**EXERCISE:** Reproduce the following material verbatim, preserving every line in its original order.

──────── MATERIAL PROVIDED

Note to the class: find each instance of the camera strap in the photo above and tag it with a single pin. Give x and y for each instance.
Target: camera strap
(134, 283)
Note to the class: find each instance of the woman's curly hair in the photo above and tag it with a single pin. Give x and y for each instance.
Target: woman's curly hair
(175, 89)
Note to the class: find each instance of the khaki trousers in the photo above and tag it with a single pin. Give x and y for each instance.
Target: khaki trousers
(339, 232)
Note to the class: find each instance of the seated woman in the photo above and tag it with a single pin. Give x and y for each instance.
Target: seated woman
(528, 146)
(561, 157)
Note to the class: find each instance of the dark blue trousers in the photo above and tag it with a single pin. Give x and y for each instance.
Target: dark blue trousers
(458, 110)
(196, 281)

────────────────

**TASK ANSWER:**
Note to the class: find each instance of the camera strap in the photo above and tag it with a single pin. Give x and y for each instance.
Target: camera strap
(134, 283)
Note to the class: find each instance of the woman's curly hair in the photo above and tag it with a single pin. Give x and y for each instance.
Target: woman's curly hair
(175, 89)
Note to the class: find each instance of the khaki trousers in the photo above and tag it with a single pin. Give x and y for each instance.
Target: khaki trousers
(339, 232)
Note to the class: find each instance of the seated woman in the photo above and tag it with a single pin. Give x and y for each instance.
Target: seated woman
(528, 146)
(561, 157)
Note to the class: find each instance of the dark blue trousers in the photo above and tag it with a single pin. Give x and y for each instance.
Target: dark blue trousers
(458, 110)
(196, 281)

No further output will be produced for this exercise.